[What you should do] Keep every character as it is and output all of the records.

[Point localization data]
---

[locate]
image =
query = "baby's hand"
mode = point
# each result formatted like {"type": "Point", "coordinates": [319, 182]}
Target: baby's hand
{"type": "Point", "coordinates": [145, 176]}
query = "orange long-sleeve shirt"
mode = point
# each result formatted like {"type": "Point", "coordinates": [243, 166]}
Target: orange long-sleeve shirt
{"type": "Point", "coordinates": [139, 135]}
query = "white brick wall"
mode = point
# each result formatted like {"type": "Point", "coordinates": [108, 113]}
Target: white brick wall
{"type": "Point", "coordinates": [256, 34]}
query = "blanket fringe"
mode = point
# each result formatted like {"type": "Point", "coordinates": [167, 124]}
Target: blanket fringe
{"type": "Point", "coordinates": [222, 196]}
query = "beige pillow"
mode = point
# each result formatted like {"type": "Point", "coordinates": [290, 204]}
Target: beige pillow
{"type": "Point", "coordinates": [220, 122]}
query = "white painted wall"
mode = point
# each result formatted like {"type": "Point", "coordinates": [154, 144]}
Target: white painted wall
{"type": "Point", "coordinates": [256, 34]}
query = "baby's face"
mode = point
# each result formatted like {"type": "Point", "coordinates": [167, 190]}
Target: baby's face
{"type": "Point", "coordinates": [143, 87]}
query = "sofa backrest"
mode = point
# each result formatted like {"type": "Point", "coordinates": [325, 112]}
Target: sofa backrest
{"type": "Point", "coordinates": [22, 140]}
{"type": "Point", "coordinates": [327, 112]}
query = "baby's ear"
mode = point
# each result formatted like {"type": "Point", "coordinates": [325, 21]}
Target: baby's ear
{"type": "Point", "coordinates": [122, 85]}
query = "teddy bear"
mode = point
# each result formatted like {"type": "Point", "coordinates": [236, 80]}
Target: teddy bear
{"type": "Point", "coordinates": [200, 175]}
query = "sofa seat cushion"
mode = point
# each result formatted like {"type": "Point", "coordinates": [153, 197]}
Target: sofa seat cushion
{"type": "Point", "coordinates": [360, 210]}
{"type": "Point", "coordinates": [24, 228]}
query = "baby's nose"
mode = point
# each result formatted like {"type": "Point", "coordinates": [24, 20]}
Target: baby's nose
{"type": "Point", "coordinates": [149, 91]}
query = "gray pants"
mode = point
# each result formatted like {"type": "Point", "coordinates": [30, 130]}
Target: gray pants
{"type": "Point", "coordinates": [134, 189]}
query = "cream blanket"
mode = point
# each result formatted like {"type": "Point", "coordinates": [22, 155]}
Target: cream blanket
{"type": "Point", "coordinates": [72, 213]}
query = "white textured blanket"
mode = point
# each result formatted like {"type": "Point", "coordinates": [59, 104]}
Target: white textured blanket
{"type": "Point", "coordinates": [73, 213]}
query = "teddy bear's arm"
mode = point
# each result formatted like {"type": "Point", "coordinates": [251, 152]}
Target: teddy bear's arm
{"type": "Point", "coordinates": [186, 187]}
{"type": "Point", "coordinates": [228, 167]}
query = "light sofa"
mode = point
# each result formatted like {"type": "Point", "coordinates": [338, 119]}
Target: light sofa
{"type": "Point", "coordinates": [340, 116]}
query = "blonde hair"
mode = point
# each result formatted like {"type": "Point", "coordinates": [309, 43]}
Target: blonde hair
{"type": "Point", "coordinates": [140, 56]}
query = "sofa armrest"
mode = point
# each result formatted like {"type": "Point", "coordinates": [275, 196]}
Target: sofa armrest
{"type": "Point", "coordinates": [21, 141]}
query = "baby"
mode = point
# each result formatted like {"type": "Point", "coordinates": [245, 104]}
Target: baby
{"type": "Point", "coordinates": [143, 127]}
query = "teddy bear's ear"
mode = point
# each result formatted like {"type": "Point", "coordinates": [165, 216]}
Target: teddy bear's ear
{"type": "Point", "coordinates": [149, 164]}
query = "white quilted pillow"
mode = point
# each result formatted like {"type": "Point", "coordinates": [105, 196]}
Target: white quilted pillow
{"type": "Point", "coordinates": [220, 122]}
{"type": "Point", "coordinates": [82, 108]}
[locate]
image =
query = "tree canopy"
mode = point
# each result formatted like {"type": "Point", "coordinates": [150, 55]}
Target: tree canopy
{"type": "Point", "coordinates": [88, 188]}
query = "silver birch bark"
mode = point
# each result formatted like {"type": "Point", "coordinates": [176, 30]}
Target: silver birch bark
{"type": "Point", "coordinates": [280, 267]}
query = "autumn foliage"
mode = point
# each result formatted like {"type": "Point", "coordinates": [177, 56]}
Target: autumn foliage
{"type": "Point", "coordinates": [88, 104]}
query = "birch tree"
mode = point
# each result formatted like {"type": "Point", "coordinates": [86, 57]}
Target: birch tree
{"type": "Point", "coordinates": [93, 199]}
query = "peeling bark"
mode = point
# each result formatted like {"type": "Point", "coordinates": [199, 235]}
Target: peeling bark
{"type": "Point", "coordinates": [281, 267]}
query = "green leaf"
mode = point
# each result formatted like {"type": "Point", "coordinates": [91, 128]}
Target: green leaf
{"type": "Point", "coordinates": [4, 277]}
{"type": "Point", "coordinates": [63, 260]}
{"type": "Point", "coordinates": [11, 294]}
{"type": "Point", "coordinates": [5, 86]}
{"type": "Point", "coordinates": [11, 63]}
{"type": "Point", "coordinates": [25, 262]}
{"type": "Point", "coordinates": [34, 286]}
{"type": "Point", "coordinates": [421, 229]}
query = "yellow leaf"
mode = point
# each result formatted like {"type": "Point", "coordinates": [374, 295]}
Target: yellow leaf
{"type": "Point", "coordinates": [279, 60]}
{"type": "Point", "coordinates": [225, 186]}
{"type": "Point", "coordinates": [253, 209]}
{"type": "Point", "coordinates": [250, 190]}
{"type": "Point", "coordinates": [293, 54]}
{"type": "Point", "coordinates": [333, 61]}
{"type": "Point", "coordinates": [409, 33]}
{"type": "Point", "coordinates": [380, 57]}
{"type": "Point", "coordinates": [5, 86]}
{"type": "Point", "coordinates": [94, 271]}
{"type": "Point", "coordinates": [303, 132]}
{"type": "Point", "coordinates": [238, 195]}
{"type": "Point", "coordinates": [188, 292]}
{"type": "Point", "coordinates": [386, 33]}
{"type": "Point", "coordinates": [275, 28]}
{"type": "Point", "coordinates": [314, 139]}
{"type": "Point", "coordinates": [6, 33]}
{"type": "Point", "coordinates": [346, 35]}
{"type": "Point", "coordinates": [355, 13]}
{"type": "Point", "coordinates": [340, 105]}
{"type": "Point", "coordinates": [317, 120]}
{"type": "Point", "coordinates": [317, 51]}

---

[Written answer]
[locate]
image =
query = "baby's hand"
mode = point
# each result formatted like {"type": "Point", "coordinates": [319, 182]}
Target: baby's hand
{"type": "Point", "coordinates": [145, 176]}
query = "orange long-sleeve shirt"
mode = point
# each result formatted like {"type": "Point", "coordinates": [243, 166]}
Target: orange long-sleeve shirt
{"type": "Point", "coordinates": [139, 135]}
query = "white brick wall"
mode = point
# each result formatted like {"type": "Point", "coordinates": [108, 113]}
Target: white brick wall
{"type": "Point", "coordinates": [256, 34]}
query = "blanket fringe"
mode = point
# each result formatted like {"type": "Point", "coordinates": [167, 124]}
Target: blanket fringe
{"type": "Point", "coordinates": [222, 196]}
query = "beige pillow"
mode = point
# each result formatted like {"type": "Point", "coordinates": [290, 204]}
Target: beige pillow
{"type": "Point", "coordinates": [220, 122]}
query = "white painted wall"
mode = point
# each result formatted like {"type": "Point", "coordinates": [154, 144]}
Target: white painted wall
{"type": "Point", "coordinates": [256, 34]}
query = "baby's face"
mode = point
# each result formatted like {"type": "Point", "coordinates": [167, 190]}
Target: baby's face
{"type": "Point", "coordinates": [143, 87]}
query = "sofa backrest"
mode = point
# each result formatted like {"type": "Point", "coordinates": [325, 112]}
Target: sofa backrest
{"type": "Point", "coordinates": [22, 140]}
{"type": "Point", "coordinates": [327, 112]}
query = "baby's ear"
mode = point
# each result formatted like {"type": "Point", "coordinates": [325, 21]}
Target: baby's ear
{"type": "Point", "coordinates": [122, 85]}
query = "teddy bear"
mode = point
# each result formatted like {"type": "Point", "coordinates": [236, 80]}
Target: teddy bear
{"type": "Point", "coordinates": [200, 175]}
query = "sofa seat cushion"
mode = point
# each result formatted like {"type": "Point", "coordinates": [153, 197]}
Target: sofa seat cushion
{"type": "Point", "coordinates": [360, 210]}
{"type": "Point", "coordinates": [24, 228]}
query = "baby's nose"
mode = point
# each result formatted like {"type": "Point", "coordinates": [24, 20]}
Target: baby's nose
{"type": "Point", "coordinates": [149, 91]}
query = "gray pants"
mode = point
# each result formatted like {"type": "Point", "coordinates": [30, 130]}
Target: gray pants
{"type": "Point", "coordinates": [134, 189]}
query = "cream blanket"
mode = point
# each result formatted like {"type": "Point", "coordinates": [22, 155]}
Target: cream blanket
{"type": "Point", "coordinates": [72, 213]}
query = "white textured blanket"
mode = point
# each result formatted like {"type": "Point", "coordinates": [59, 104]}
Target: white textured blanket
{"type": "Point", "coordinates": [73, 213]}
query = "teddy bear's arm"
mode = point
# each result formatted like {"type": "Point", "coordinates": [251, 152]}
Target: teddy bear's arm
{"type": "Point", "coordinates": [186, 187]}
{"type": "Point", "coordinates": [228, 167]}
query = "light sofa"
mode = point
# each result formatted like {"type": "Point", "coordinates": [338, 119]}
Target: light sofa
{"type": "Point", "coordinates": [340, 116]}
query = "blonde hair"
mode = point
# each result formatted like {"type": "Point", "coordinates": [309, 43]}
Target: blonde hair
{"type": "Point", "coordinates": [140, 56]}
query = "sofa armrest"
mode = point
# each result formatted like {"type": "Point", "coordinates": [275, 196]}
Target: sofa armrest
{"type": "Point", "coordinates": [21, 141]}
query = "baby"
mode = point
# each result formatted like {"type": "Point", "coordinates": [245, 104]}
Target: baby
{"type": "Point", "coordinates": [143, 127]}
query = "teddy bear's ear"
mode = point
# each result formatted like {"type": "Point", "coordinates": [165, 216]}
Target: teddy bear's ear
{"type": "Point", "coordinates": [149, 164]}
query = "white quilted pillow"
mode = point
# each result formatted like {"type": "Point", "coordinates": [105, 196]}
Target: white quilted pillow
{"type": "Point", "coordinates": [220, 122]}
{"type": "Point", "coordinates": [82, 108]}
[locate]
image =
query = "tree canopy"
mode = point
# each result formatted like {"type": "Point", "coordinates": [150, 55]}
Target: tree canopy
{"type": "Point", "coordinates": [88, 188]}
query = "silver birch bark"
mode = point
# each result formatted like {"type": "Point", "coordinates": [176, 30]}
Target: silver birch bark
{"type": "Point", "coordinates": [280, 267]}
query = "autumn foliage"
mode = point
# each result formatted like {"type": "Point", "coordinates": [177, 56]}
Target: autumn foliage
{"type": "Point", "coordinates": [88, 104]}
query = "birch tree"
mode = point
# each result formatted like {"type": "Point", "coordinates": [86, 57]}
Target: birch tree
{"type": "Point", "coordinates": [93, 199]}
query = "peeling bark"
mode = point
# each result formatted like {"type": "Point", "coordinates": [199, 235]}
Target: peeling bark
{"type": "Point", "coordinates": [281, 267]}
query = "green leaf"
mode = point
# each result formatted like {"type": "Point", "coordinates": [91, 128]}
Target: green leaf
{"type": "Point", "coordinates": [4, 277]}
{"type": "Point", "coordinates": [63, 260]}
{"type": "Point", "coordinates": [11, 294]}
{"type": "Point", "coordinates": [5, 86]}
{"type": "Point", "coordinates": [11, 63]}
{"type": "Point", "coordinates": [25, 262]}
{"type": "Point", "coordinates": [34, 286]}
{"type": "Point", "coordinates": [421, 229]}
query = "yellow leaf"
mode = point
# each result formatted like {"type": "Point", "coordinates": [374, 295]}
Target: yellow leaf
{"type": "Point", "coordinates": [279, 60]}
{"type": "Point", "coordinates": [225, 186]}
{"type": "Point", "coordinates": [253, 209]}
{"type": "Point", "coordinates": [250, 190]}
{"type": "Point", "coordinates": [293, 54]}
{"type": "Point", "coordinates": [333, 61]}
{"type": "Point", "coordinates": [409, 33]}
{"type": "Point", "coordinates": [380, 57]}
{"type": "Point", "coordinates": [5, 86]}
{"type": "Point", "coordinates": [94, 271]}
{"type": "Point", "coordinates": [303, 132]}
{"type": "Point", "coordinates": [238, 195]}
{"type": "Point", "coordinates": [188, 292]}
{"type": "Point", "coordinates": [386, 33]}
{"type": "Point", "coordinates": [275, 28]}
{"type": "Point", "coordinates": [314, 139]}
{"type": "Point", "coordinates": [6, 33]}
{"type": "Point", "coordinates": [346, 35]}
{"type": "Point", "coordinates": [355, 13]}
{"type": "Point", "coordinates": [340, 105]}
{"type": "Point", "coordinates": [317, 120]}
{"type": "Point", "coordinates": [317, 51]}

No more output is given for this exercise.